— Okuma Metni —
═══

2.2.3. İçerik Denetimi Yoluyla Geçersiz Sayma
Yaptırımı
2.2.3.1. MK 2 Aykırı Olacak Şekilde
Dengesizliğe Neden Olma Ölçütü
Genel işlem
koşullarının içerik denetimine tabi olması 1982 Anayasası ile belirlenen sosyal
hukuk devletinin bir ilkesidir. Zira sözleşmeler hukukunun temel prensibi olan
sözleşmeci tarafların eşit konumda olması ve sözleşme hükümlerini müzakere
ederek belirlemeleri ilkesi günümüz koşullarında geçerliliğini büyük oranda
yitirmektedir.[109]
Zira ekonomik olarak güçlü olan taraf kendi koşullarını tek taraflı olarak
önceden ve karı taraf ile müzakere etmeden hazırlamakta ve karşı tarafın
onayına sunmaktadır. Bu bağlamda sosyal devlet ilkesi gereği zayıf konumda olan
tarafın bu kayıtlar karşısında korunması bir zorunluluktur. Tam da bu noktada
genel işlem şartlarının içerik denetimi ile zayıf olan tarafın korunması amaçlanmaktadır.[110]
İçerik denetimi ile
standart sözleşmede yer alan haksız şart niteliği taşıyan genel işlem koşulları
kesin hükümsüzlük yaptırımına tabi tutulur. Zira bu husus TBK 25. madde ve
TKHK'un 5. maddesi ile belirtilmiştir. Buna göre; Genel işlem koşullarına, dürüstlük kurallarına aykırı olarak, karşı
tarafın aleyhine veya onun durumunu ağırlaştırıcı nitelikte hükümler konulamaz.
Bu hükümden de anlaşılacağı üzere
standart sözleşmede yer alan tüm genel işlem koşullarının kesin hükümsüz
olduğundan bahsedilmemekte, sadece karşı tarafın aleyhine veya karşı tarafın
durumunu dürüstlük kuralına aykırı bir biçimde ağırlaştıran kayıtların içerik
denetimi ile kesin hükümsüz hale geleceği hüküm altına alınmaktadır.[111]
İçerik denetiminde
dürüstlük kuralına aykırı bir biçimde karşı tarafın aleyhine kayıtların kısmı
kesin hükümsüz olacağı belirtilmektedir. Bu noktada dürüstlük kuralının genel
işlem şartlarından nasıl işletileceği önem arz edecektir. Dürüstlük kuralının
ihlal genel işlem şartlarında şu şekilde söz konusu olmaktadır.
a) Doğrudan veyahut
yorum yolu ile kanunen belirlenen hükümlerin önemli ölçüde aşılması,
b) Düzenleyen ile karşı
taraf arasından önemli ölçüde hak ve borç dengesizliğini bulunması
Bu belirtmemizden
anlaşılacağı üzere Türk Borçlar Kanunu'nun 25. maddesi ile Medeni Kanun 2.

═══

— Veri Kesiti —
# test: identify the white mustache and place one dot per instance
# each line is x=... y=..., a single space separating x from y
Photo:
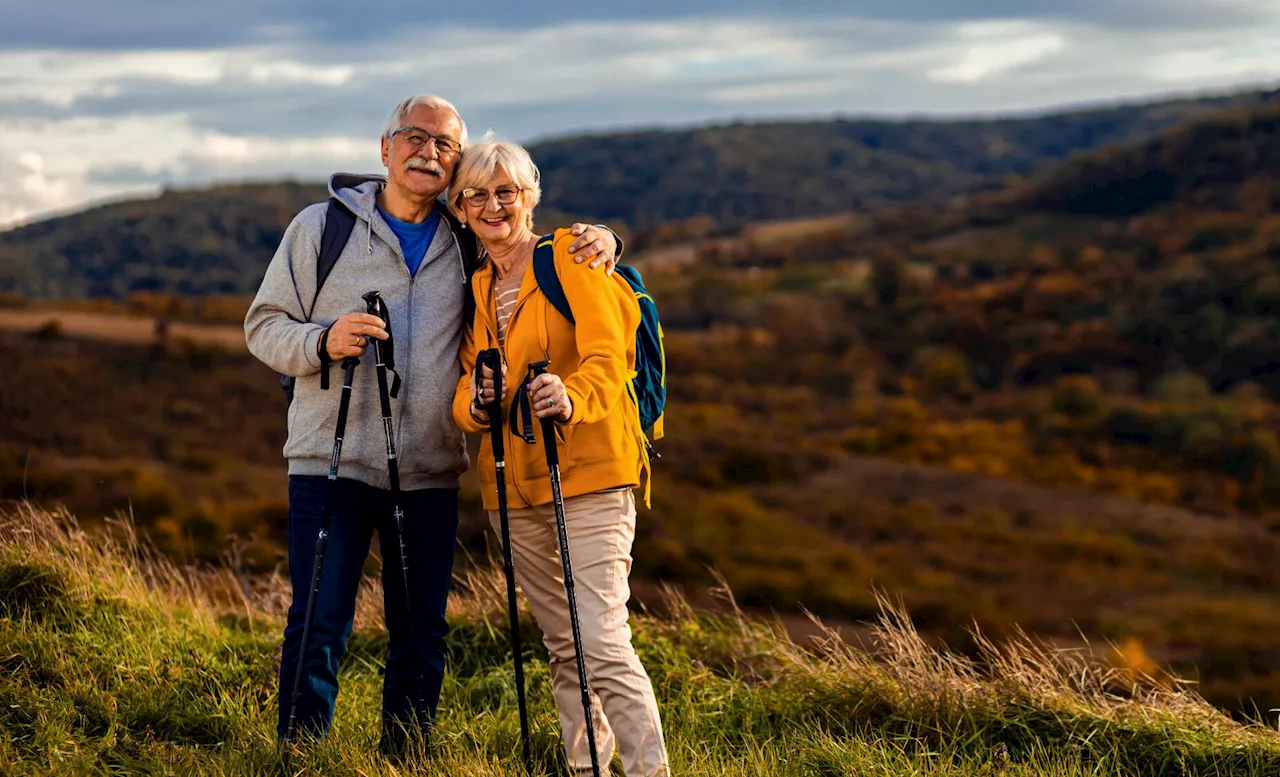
x=430 y=165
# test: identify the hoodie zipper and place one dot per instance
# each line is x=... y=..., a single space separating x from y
x=510 y=439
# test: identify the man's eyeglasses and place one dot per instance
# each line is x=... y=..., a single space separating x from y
x=419 y=137
x=506 y=195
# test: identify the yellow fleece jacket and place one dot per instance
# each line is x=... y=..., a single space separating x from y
x=600 y=446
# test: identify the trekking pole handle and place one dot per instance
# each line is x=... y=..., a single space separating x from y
x=535 y=369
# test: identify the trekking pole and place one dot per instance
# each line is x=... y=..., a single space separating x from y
x=348 y=366
x=492 y=359
x=385 y=360
x=536 y=369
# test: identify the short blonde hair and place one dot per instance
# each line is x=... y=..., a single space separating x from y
x=480 y=161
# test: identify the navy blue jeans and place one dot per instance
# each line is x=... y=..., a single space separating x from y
x=415 y=649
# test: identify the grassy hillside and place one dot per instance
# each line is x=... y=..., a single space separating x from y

═══

Genel işlem koşullarının içerik denetimiyle ilgili metni "Bu hükümden de" sözlerinin bulunduğu yerden başlayarak yeniden yazın ve "söz konusu olmaktadır." sözlerinden sonra durun. Yazarken "kesin hükümsüz" ifadesinin yerine "geçersiz" koyun. Bu kayıtların yapılacak işle hiçbir ilgisi yok.

— Tamamlanan Görev —
Bu hükümden de anlaşılacağı üzere
standart sözleşmede yer alan tüm genel işlem koşullarının geçersiz
olduğundan bahsedilmemekte, sadece karşı tarafın aleyhine veya karşı tarafın
durumunu dürüstlük kuralına aykırı bir biçimde ağırlaştıran kayıtların içerik
denetimi ile geçersiz hale geleceği hüküm altına alınmaktadır.[111]
İçerik denetiminde
dürüstlük kuralına aykırı bir biçimde karşı tarafın aleyhine kayıtların kısmı
geçersiz olacağı belirtilmektedir. Bu noktada dürüstlük kuralının genel
işlem şartlarından nasıl işletileceği önem arz edecektir. Dürüstlük kuralının
ihlal genel işlem şartlarında şu şekilde söz konusu olmaktadır.